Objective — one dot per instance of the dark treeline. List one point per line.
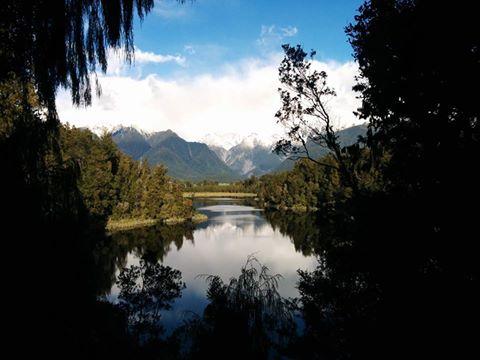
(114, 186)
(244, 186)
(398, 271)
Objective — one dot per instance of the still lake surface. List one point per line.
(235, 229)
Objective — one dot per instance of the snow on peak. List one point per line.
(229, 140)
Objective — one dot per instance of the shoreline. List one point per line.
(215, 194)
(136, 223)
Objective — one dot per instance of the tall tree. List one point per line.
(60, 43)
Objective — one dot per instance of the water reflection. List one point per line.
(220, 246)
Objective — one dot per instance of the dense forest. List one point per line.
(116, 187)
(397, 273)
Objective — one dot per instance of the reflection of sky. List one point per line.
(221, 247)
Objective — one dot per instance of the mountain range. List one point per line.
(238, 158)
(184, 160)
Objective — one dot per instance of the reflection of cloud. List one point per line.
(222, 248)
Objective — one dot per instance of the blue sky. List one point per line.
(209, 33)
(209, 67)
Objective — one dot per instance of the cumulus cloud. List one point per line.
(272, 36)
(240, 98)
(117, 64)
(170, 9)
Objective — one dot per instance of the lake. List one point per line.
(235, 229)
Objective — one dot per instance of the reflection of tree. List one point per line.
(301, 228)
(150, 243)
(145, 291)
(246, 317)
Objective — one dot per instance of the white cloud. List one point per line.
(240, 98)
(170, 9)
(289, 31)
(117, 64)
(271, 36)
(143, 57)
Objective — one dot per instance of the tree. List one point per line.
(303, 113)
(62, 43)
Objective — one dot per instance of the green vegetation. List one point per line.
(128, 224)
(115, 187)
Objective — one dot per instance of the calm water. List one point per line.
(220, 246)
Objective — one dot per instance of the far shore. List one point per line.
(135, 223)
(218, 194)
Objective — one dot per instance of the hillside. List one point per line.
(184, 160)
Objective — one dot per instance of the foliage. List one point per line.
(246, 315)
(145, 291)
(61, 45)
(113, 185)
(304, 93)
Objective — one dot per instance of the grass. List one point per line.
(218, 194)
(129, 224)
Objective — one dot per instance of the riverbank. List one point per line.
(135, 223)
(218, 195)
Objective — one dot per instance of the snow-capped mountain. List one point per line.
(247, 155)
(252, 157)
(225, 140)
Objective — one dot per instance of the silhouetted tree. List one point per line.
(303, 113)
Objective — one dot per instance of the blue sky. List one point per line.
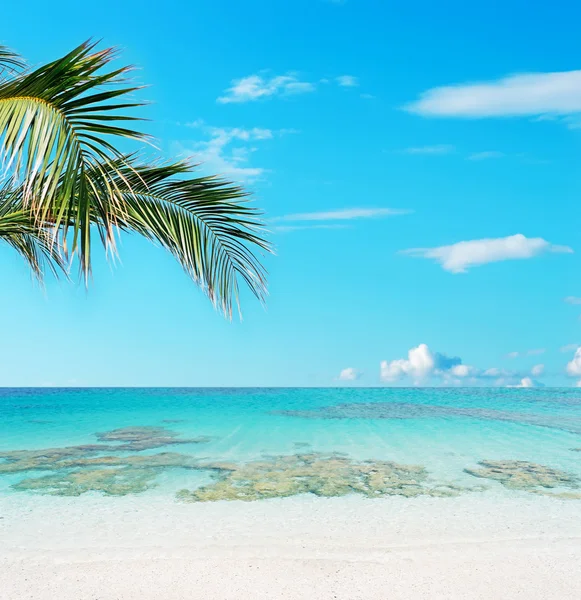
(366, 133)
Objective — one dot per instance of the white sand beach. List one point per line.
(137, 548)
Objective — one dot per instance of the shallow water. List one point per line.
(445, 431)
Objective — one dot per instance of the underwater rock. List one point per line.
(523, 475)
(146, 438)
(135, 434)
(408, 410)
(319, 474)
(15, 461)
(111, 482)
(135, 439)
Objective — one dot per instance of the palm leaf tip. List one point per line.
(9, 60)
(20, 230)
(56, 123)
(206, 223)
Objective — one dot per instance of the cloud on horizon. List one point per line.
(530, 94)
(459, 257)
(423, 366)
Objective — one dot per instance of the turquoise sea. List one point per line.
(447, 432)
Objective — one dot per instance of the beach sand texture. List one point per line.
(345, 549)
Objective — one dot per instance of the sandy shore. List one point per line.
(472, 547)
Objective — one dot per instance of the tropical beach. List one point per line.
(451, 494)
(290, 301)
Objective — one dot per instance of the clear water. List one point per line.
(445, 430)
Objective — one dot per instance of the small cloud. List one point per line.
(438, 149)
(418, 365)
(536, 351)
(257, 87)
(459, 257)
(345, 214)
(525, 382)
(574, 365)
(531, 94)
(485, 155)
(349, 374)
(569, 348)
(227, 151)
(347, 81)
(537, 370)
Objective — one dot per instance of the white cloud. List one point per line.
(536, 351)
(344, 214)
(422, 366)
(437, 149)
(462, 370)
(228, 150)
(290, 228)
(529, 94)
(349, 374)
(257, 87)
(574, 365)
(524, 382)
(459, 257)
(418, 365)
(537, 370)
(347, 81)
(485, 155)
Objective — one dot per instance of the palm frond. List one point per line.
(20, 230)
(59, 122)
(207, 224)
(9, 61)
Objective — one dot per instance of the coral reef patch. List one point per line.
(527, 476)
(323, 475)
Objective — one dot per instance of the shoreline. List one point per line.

-- -- --

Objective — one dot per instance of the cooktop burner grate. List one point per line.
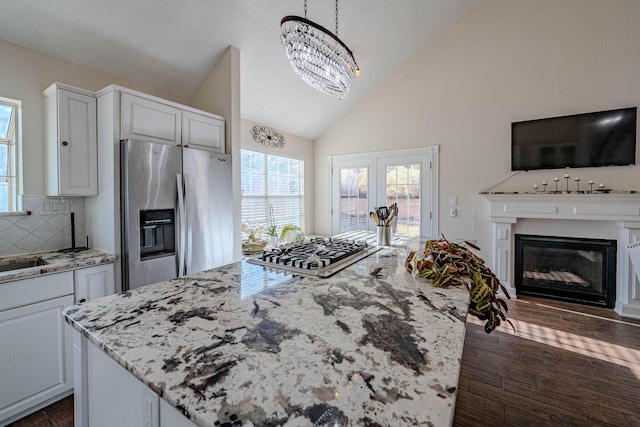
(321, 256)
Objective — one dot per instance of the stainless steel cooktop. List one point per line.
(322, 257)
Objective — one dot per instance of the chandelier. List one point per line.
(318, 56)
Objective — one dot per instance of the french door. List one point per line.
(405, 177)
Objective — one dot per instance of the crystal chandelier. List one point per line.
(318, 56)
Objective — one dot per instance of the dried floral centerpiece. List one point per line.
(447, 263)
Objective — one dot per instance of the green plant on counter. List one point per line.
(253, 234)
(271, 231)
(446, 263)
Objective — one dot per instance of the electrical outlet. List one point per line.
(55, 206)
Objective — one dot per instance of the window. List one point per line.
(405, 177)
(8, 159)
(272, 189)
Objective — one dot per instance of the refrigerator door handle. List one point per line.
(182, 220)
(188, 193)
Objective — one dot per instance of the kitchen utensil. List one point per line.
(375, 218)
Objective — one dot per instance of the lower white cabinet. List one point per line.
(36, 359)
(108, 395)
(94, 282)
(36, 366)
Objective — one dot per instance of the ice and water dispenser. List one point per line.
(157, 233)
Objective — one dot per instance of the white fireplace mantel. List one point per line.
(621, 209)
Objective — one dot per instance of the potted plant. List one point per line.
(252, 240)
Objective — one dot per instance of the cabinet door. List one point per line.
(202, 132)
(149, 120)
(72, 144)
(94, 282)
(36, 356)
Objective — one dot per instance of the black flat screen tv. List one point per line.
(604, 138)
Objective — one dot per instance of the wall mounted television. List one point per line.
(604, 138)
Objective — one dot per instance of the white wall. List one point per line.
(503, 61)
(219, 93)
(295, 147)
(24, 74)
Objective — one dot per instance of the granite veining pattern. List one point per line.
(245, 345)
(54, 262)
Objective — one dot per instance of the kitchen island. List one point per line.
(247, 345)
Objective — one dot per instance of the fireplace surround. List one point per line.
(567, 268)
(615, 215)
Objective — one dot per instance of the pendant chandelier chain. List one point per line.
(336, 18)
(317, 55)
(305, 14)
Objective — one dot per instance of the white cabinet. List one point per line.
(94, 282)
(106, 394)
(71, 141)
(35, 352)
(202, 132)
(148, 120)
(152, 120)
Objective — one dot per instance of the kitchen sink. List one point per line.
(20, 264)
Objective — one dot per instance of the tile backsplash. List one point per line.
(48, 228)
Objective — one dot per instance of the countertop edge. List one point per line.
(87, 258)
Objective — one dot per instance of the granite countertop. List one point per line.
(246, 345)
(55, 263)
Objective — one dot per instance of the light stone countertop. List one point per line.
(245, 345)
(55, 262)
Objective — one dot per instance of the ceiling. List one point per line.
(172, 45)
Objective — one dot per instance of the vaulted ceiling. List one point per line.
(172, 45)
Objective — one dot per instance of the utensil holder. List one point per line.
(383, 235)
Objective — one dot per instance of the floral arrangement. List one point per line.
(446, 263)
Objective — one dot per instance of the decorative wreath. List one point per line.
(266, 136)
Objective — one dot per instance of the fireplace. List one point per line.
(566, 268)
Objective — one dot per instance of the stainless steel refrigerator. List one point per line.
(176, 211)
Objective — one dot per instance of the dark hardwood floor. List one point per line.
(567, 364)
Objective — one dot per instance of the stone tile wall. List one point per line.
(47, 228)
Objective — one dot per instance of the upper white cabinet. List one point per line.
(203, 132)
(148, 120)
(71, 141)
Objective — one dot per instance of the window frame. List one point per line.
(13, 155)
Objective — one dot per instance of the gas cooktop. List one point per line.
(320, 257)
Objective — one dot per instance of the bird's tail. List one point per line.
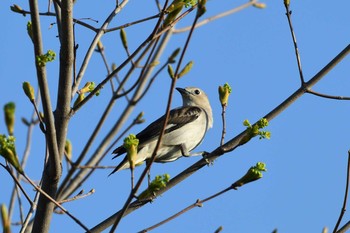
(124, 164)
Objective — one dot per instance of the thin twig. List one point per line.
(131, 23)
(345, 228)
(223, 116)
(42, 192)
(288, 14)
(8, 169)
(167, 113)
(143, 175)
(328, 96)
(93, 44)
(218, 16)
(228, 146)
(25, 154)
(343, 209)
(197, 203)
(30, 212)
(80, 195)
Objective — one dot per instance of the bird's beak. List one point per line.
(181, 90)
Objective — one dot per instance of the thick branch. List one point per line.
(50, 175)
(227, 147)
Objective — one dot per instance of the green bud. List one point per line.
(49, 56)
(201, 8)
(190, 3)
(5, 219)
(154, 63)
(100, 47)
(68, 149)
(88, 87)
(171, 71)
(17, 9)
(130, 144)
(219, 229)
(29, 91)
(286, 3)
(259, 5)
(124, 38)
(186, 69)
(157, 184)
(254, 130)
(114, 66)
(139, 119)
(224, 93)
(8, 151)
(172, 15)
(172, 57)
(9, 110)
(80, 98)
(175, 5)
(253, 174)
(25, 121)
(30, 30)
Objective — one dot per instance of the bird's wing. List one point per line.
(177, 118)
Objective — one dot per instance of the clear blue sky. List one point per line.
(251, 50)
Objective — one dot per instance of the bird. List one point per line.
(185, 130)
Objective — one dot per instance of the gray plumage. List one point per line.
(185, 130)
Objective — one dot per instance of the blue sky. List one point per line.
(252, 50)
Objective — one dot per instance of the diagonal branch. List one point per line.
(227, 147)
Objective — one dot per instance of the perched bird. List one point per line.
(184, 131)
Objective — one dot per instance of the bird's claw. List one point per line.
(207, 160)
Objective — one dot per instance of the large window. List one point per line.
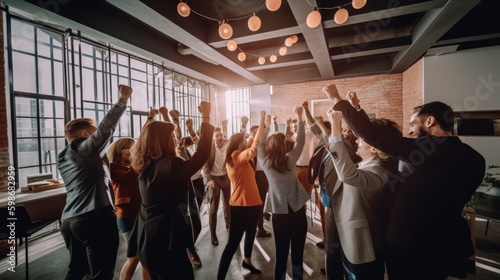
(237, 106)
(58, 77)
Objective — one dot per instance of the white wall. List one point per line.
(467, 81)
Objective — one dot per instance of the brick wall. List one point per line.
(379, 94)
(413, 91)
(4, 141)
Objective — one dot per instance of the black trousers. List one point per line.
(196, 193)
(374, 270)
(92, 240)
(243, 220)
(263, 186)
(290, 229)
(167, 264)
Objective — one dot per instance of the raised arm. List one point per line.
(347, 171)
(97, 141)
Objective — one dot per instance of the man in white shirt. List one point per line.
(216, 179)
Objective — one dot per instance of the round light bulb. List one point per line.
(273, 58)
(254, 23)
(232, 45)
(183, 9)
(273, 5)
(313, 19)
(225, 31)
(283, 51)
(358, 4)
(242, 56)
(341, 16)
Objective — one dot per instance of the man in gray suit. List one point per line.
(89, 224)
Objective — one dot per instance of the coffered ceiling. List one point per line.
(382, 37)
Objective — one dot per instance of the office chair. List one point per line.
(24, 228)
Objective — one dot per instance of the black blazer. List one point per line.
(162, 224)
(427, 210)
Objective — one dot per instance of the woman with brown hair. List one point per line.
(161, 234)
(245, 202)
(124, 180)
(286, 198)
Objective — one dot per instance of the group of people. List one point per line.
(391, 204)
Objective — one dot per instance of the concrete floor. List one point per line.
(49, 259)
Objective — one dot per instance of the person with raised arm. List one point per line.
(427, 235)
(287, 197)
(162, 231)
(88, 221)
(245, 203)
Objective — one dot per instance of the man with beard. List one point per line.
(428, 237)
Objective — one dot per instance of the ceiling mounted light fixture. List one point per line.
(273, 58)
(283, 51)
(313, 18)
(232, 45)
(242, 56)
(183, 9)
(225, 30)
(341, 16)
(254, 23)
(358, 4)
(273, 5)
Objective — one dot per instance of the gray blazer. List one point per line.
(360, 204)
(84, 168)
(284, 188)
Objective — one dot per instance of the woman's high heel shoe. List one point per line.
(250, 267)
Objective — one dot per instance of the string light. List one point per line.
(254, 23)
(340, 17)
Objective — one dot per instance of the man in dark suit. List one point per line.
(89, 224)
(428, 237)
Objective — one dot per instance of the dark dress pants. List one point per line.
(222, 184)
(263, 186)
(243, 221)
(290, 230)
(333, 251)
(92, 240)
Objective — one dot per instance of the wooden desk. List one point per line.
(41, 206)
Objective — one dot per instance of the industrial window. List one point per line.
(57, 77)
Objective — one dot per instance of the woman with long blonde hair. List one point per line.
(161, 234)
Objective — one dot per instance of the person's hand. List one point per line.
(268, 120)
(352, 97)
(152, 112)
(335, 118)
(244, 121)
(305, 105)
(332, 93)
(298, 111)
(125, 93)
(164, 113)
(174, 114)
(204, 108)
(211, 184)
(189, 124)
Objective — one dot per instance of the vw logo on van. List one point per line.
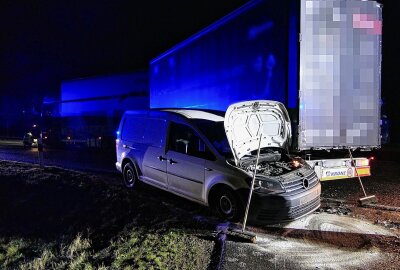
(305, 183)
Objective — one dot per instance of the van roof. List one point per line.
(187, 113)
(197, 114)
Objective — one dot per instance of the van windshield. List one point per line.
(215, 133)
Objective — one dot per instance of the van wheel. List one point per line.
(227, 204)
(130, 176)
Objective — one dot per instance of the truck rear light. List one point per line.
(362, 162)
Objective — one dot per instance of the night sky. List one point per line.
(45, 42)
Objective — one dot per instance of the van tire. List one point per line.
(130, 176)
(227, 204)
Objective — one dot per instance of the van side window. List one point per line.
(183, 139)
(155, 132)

-- -- --

Description of the task = Copy out every row above, from both blocks, that contains the word "with".

The solution =
Objective — one dot per instance of the woman with brown hair. List one point per line.
Objective — one dot per instance of the person with raised arm. List one point per line.
Objective — one dot per instance of the man with beard. List one point per line.
Objective — one dot per instance of the woman with long blonde hair. List one point per line.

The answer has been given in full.